## OBJECTIVES:
**A)** Reproduce the passage of the GPMI bitflips patch email starting with "Sorry for the" and going on through "through the block.".
**B)** Render the rows, starting with the line that contains "Query: black microphone boom" and going on through the end of the rows, as a JSON list of strings with one string per line. Skip blank lines and leave out the pictures.

[PATCH] mtd: gpmi: Deal with bitflips in erased regions

Boris Brezillon boris.brezillon at free-electrons.com
Mon Apr 11 04:54:46 PDT 2016


Hi Stefan,

Sorry for the late reply.

On Tue, 15 Mar 2016 09:35:37 +0100
Stefan Christ <s.christ at phytec.de> wrote:

> From: Elie De Brauwer <eliedebrauwer at gmail.com>
> 
> The BCH block typically used with a GPMI block on an i.MX28/i.MX6 is only
> able to correct bitflips on data actually streamed through the block.
> When erasing a block the data does not stream through the BCH block
> and therefore no ECC data is written to the NAND chip. This causes
> gpmi_ecc_read_page to return failure as soon as a single non-1-bit is
> found in an erased page. Typically causing problems at higher levels
> (ubifs corrupted empty space warnings). This problem was also observed
> when using SLC NAND devices.
> 
> This patch configures the BCH block to mark a block as 'erased' if
> not too much bitflips are found (by setting the erase threshold). A
> consequence of this is that whenever an erased page is read, the
> number of bitflips will be counted and corrected in software,
> allowing the upper layers to take proper actions.
> 
> Signed-off-by: Elie De Brauwer <eliedebrauwer at gmail.com>
> Acked-by: Peter Korsgaard <peter at korsgaard.com>
> Acked-by: Huang Shijie <b32955 at freescale.com>
> ---
> Hi,
> 
> I'm reposting this patch, because it's still not in the mainline kernel tree.
> It was taken from
> 
>     http://lists.infradead.org/pipermail/linux-mtd/2014-January/051357.html
>     [PATCH v7] mtd: gpmi: Deal with bitflips in erased regions
> 
> The patch fixes the UBI corrupted empty space problem:
> 
>     UBIFS error (pid 74): ubifs_scan: corrupt empty space at LEB 3059:72260
>     UBIFS error (pid 74): ubifs_scanned_corruption: corruption at LEB 3059:72260
>     UBIFS error (pid 74): ubifs_scanned_corruption: first 8192 bytes from LEB 3059:72260
>     UBIFS error (pid 74): ubifs_scan: LEB 3059 scanning failed
> 
> which occurs in real systems sometimes.
> 
> I've tested the patch.  You can add my
> 
>     Tested-by: Stefan Christ <s.christ at phytec.de>
> 
> Mit freundlichen Grüßen / Kind regards,
>         Stefan Christ
> 
> ---
>  drivers/mtd/nand/gpmi-nand/bch-regs.h  |  1 +
>  drivers/mtd/nand/gpmi-nand/gpmi-lib.c  |  9 +++++++
>  drivers/mtd/nand/gpmi-nand/gpmi-nand.c | 43 +++++++++++++++++++++++++++++++---
>  3 files changed, 50 insertions(+), 3 deletions(-)

## INPUT RECORDS:
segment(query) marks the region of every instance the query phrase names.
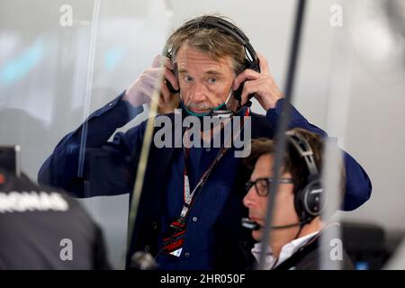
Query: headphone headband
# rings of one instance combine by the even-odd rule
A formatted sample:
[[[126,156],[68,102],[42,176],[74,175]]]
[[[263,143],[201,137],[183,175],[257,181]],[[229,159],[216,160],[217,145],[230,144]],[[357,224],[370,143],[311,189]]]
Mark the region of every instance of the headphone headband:
[[[300,223],[305,224],[310,222],[323,211],[325,205],[323,188],[313,151],[308,140],[296,130],[288,130],[285,134],[288,142],[300,157],[304,158],[310,173],[306,184],[297,188],[294,198],[294,207],[300,218]]]
[[[288,136],[287,139],[289,143],[295,148],[300,157],[304,158],[308,171],[310,172],[310,177],[317,176],[319,172],[313,157],[313,151],[307,140],[294,130],[288,130],[285,134]]]

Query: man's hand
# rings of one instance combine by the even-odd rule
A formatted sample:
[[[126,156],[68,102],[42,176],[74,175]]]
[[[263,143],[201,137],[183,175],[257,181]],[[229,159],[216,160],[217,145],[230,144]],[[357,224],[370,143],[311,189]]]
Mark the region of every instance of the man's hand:
[[[130,85],[122,100],[130,102],[133,106],[148,104],[153,92],[160,88],[158,106],[163,108],[169,104],[171,94],[166,85],[166,79],[172,84],[175,89],[179,89],[177,78],[172,71],[173,68],[172,62],[168,58],[157,55],[152,67],[143,71],[138,79]]]
[[[282,93],[270,74],[267,60],[257,53],[260,61],[260,73],[252,69],[246,69],[240,73],[233,82],[233,90],[237,90],[244,81],[242,91],[242,104],[248,101],[248,95],[255,94],[260,105],[266,110],[274,108],[278,99],[283,98]]]

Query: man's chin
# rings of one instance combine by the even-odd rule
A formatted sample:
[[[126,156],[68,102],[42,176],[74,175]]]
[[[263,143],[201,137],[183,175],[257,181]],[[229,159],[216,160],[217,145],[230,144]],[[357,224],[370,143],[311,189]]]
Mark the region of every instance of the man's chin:
[[[189,110],[190,110],[191,112],[194,112],[194,113],[197,113],[197,114],[207,113],[207,112],[210,112],[209,109],[202,109],[202,110],[200,110],[200,109],[193,109],[193,108],[190,109],[190,108],[189,108]]]

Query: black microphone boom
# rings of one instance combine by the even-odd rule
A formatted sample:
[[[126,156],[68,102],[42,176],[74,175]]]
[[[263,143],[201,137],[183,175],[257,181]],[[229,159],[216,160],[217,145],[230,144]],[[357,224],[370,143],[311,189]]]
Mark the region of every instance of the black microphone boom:
[[[299,221],[297,223],[292,223],[292,224],[287,224],[287,225],[279,225],[279,226],[270,226],[270,229],[287,229],[287,228],[292,228],[292,227],[296,227],[296,226],[301,226],[303,225],[305,223],[307,223],[308,220],[302,220],[302,221]],[[240,224],[245,227],[246,229],[248,229],[250,230],[258,230],[261,228],[263,228],[259,223],[255,222],[254,220],[248,219],[248,218],[242,218]]]

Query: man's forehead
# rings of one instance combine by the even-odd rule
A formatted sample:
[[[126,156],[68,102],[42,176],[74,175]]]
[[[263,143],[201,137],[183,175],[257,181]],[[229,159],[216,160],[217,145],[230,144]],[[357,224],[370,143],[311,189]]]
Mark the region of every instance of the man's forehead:
[[[179,50],[176,62],[179,72],[198,69],[204,74],[222,75],[231,68],[230,58],[212,59],[207,54],[190,47]]]

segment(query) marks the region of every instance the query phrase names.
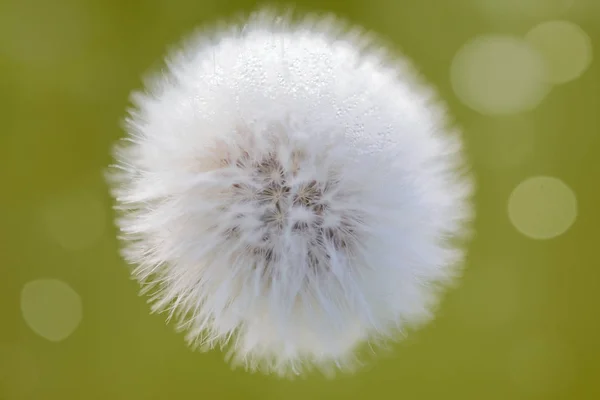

## EXERCISE RESPONSES:
**A)**
Sorry for the late reply.

On Tue, 15 Mar 2016 09:35:37 +0100
Stefan Christ <s.christ at phytec.de> wrote:

> From: Elie De Brauwer <eliedebrauwer at gmail.com>
> 
> The BCH block typically used with a GPMI block on an i.MX28/i.MX6 is only
> able to correct bitflips on data actually streamed through the block.

**B)**
[
  "Query: black microphone boom",
  "# rings of one instance combine by the even-odd rule",
  "A formatted sample:",
  "[[[126,156],[68,102],[42,176],[74,175]]]",
  "[[[263,143],[201,137],[183,175],[257,181]],[[229,159],[216,160],[217,145],[230,144]],[[357,224],[370,143],[311,189]]]",
  "Mark the region of every instance of the black microphone boom:",
  "[[[299,221],[297,223],[292,223],[292,224],[287,224],[287,225],[279,225],[279,226],[270,226],[270,229],[287,229],[287,228],[292,228],[292,227],[296,227],[296,226],[301,226],[303,225],[305,223],[307,223],[308,220],[302,220],[302,221]],[[240,224],[245,227],[246,229],[248,229],[250,230],[258,230],[261,228],[263,228],[259,223],[255,222],[254,220],[248,219],[248,218],[242,218]]]",
  "Query: man's forehead",
  "# rings of one instance combine by the even-odd rule",
  "A formatted sample:",
  "[[[126,156],[68,102],[42,176],[74,175]]]",
  "[[[263,143],[201,137],[183,175],[257,181]],[[229,159],[216,160],[217,145],[230,144]],[[357,224],[370,143],[311,189]]]",
  "Mark the region of every instance of the man's forehead:",
  "[[[179,50],[176,62],[179,72],[198,69],[204,74],[222,75],[231,68],[230,58],[212,59],[207,54],[190,47]]]",
  "segment(query) marks the region of every instance the query phrase names."
]